> _What you need to do_
In the passage on Japan's economy, set down the words word for word, starting at "Robert Prechter’s 2021" and ending at "averaged about 1%.".

> _Passage shown_
● ● ● ● ●

Robert Prechter’s 2021 book, Last Chance to Conquer the Crash, provided this perspective:

Japan had one of the strongest economies in the entire world, growing at a 9% rate for 20 years up to 1973, and then a pretty strong rate of about 4.5% through 1994. From there, it’s averaged about 1%.

The reason Japan is in trouble was expressed in a November 1, 2012 headline from MarketWatch: “Japan Is in Worse Than a Deflationary Trap.” But it’s not worse than a deflationary trap. It’s just a deflationary trap. Here’s what the article says: “Policy makers have spectacularly failed. Brutal deflation persists. Japanese officials tried monetary stimulus, including zero interest rates and quantitative easing.” Does that sound familiar? And here: “Past fiscal stimulus has ballooned the national debt to 200% of GDP.” Does that sound familiar, too? And finally, “The most troubling aspect of Japan’s malaise may be psychological.” That’s the key to the whole thing. When social mood changes psychology from ebullience to conservatism, a trend of expanding credit shifts to a trend of declining credit and therefore inflation into deflation.

● ● ● ● ●

> _Material_
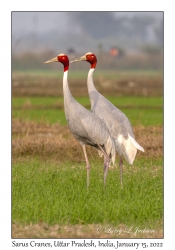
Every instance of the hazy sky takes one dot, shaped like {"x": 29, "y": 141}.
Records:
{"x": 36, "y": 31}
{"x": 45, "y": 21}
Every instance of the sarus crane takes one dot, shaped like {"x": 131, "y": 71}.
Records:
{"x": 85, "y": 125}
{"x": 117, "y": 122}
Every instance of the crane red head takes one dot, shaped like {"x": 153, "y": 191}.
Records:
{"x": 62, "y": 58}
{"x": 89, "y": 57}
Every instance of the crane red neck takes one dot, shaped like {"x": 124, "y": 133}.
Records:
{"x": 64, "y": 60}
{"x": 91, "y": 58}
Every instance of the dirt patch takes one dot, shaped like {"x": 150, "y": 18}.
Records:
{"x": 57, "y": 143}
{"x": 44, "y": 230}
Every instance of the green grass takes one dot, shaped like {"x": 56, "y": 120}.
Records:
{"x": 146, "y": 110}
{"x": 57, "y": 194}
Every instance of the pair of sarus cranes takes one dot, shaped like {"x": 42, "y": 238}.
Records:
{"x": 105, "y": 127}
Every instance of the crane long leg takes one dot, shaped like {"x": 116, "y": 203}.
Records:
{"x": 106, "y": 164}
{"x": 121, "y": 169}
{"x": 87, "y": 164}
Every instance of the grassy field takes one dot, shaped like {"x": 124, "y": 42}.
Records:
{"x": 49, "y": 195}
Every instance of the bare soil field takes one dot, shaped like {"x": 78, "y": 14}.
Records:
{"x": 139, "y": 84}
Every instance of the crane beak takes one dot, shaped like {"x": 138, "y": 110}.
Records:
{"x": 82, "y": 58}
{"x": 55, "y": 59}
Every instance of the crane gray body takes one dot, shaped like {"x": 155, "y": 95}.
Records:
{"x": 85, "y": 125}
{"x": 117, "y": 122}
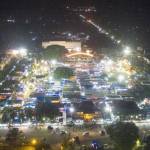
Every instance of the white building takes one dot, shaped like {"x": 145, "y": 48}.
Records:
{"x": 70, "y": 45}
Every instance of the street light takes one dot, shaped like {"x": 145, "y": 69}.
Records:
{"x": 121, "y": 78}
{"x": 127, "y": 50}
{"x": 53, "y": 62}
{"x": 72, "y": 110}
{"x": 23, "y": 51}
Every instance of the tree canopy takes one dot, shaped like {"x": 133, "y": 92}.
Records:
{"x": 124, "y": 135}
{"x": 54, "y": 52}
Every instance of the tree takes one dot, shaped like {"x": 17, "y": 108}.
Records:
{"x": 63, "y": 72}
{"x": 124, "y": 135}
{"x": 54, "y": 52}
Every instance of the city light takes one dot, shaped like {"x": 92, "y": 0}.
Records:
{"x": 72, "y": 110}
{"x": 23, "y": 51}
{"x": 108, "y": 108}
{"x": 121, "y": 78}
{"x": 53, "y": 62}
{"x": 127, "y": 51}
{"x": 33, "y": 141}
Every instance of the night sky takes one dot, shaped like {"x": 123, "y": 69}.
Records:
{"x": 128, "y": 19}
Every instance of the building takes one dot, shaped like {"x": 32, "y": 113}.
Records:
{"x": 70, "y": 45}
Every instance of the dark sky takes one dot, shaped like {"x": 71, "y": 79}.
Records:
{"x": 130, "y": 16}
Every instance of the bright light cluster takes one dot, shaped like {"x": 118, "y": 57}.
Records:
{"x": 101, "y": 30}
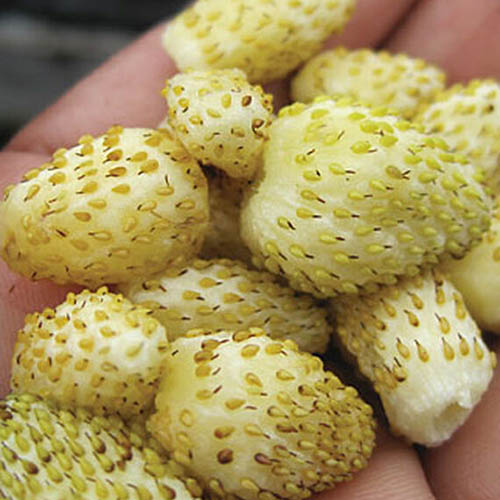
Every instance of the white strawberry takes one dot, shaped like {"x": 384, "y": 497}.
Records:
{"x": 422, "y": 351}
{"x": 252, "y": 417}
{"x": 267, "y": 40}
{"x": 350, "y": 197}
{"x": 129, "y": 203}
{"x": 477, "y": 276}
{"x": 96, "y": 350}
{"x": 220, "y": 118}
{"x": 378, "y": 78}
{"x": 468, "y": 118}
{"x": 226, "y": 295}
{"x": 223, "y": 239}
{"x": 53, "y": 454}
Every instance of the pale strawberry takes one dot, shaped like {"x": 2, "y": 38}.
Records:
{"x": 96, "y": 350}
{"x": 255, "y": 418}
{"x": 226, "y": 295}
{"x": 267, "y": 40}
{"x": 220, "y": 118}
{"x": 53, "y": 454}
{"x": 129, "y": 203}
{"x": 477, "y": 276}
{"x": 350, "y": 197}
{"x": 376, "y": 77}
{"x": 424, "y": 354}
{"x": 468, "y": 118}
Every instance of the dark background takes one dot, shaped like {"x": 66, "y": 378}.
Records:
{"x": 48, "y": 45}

● ● ● ● ●

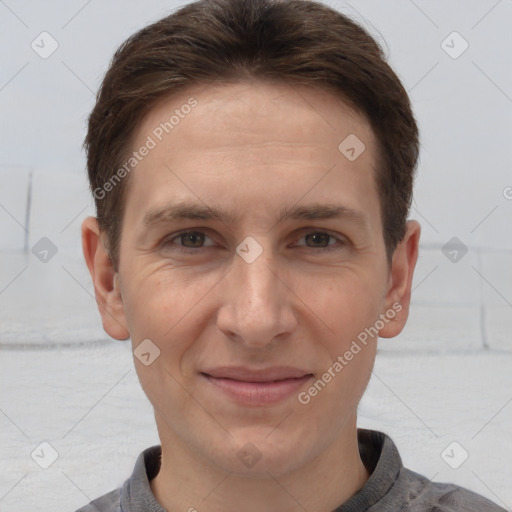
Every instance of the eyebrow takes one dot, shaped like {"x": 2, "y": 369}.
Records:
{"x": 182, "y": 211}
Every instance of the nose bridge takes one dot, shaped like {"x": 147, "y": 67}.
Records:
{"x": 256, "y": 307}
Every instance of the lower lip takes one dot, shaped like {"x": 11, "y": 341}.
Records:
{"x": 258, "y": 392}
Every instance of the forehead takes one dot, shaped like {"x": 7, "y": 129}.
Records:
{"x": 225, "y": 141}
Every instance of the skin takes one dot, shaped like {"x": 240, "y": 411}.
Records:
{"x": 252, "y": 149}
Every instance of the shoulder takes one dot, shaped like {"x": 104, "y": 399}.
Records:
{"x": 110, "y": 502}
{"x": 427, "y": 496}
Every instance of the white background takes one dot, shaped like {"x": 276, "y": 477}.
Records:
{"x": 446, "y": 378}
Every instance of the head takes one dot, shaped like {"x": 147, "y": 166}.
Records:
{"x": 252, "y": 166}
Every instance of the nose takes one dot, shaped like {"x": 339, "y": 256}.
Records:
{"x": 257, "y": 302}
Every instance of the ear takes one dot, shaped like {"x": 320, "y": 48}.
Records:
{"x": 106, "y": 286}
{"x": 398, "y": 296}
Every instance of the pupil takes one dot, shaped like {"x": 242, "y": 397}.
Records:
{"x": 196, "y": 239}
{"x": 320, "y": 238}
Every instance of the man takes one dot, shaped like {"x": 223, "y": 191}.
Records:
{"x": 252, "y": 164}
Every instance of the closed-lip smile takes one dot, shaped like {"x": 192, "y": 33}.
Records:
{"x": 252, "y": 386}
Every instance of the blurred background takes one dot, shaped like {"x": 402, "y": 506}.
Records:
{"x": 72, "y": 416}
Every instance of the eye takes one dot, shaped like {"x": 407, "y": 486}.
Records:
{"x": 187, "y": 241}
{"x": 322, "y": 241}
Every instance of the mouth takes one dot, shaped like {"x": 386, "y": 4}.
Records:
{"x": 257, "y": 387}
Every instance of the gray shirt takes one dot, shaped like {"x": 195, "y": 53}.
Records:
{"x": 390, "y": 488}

● ● ● ● ●

> _Result of the exercise_
Robert Prechter’s 2021 book, Last Chance to Conquer the Crash, provided this perspective:

Japan had one of the strongest economies in the entire world, growing at a 9% rate for 20 years up to 1973, and then a pretty strong rate of about 4.5% through 1994. From there, it’s averaged about 1%.